- [Source text]:
☆ ☆ ☆ ☆ ☆ ☆ ☆

Studio album by Fat Joe and Remy Ma
- Released: February 17, 2017
- Recorded: 2015–2017
- Genre: Hip hop
- Length: 45:19
- Label: RNG; Empire;
- Producer: 808-Ray; iLL Wayno; Edsclusive; Eric Kovacs; iLLA; Street Runner; Tarik Azzouz; Vindata;

Fat Joe chronology
| The Darkside III (2013) | Plata O Plomo (2017) | Family Ties (2019) |

Remy Ma chronology
| I'm Around (2014) | Plata O Plomo (2017) | Reminisce (TBA) |

Singles from Plata O Plomo
- "All the Way Up" Released: March 2, 2016; "Cookin" Released: August 3, 2016; "Money Showers" Released: November 11, 2016; "Heartbreak" Released: June 11, 2017;

= Plata O Plomo =

Plata O Plomo is the collaborative studio album by American rappers Fat Joe and Remy Ma, released February 17, 2017 by RNG (Rap's New Generation) and Empire.

☆ ☆ ☆ ☆ ☆ ☆ ☆

- [What this exercise asks]:
1. Please transcribe the part of the Plata O Plomo text starting at "Fat Joe chronology" and ending at "Generation) and Empire.".
2. Render this sentence from the Plata O Plomo text in Spanish: "Plata O Plomo is the collaborative studio album by American rappers Fat Joe and Remy Ma, released February 17, 2017 by RNG (Rap's New Generation) and Empire."
3. According to the Plata O Plomo text, on what date was the single "Cookin" released?

- [Material provided]:
☆ ☆ ☆ ☆ ☆ ☆ ☆

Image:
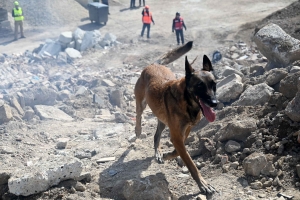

☆ ☆ ☆ ☆ ☆ ☆ ☆

- [Correct answers]:
1.
Fat Joe chronology
| The Darkside III (2013) | Plata O Plomo (2017) | Family Ties (2019) |

Remy Ma chronology
| I'm Around (2014) | Plata O Plomo (2017) | Reminisce (TBA) |

Singles from Plata O Plomo
- "All the Way Up" Released: March 2, 2016; "Cookin" Released: August 3, 2016; "Money Showers" Released: November 11, 2016; "Heartbreak" Released: June 11, 2017;

= Plata O Plomo =

Plata O Plomo is the collaborative studio album by American rappers Fat Joe and Remy Ma, released February 17, 2017 by RNG (Rap's New Generation) and Empire.

2. Plata O Plomo es el álbum de estudio colaborativo de los raperos estadounidenses Fat Joe y Remy Ma, publicado el 17 de febrero de 2017 por RNG (Rap's New Generation) y Empire.

3. August 3, 2016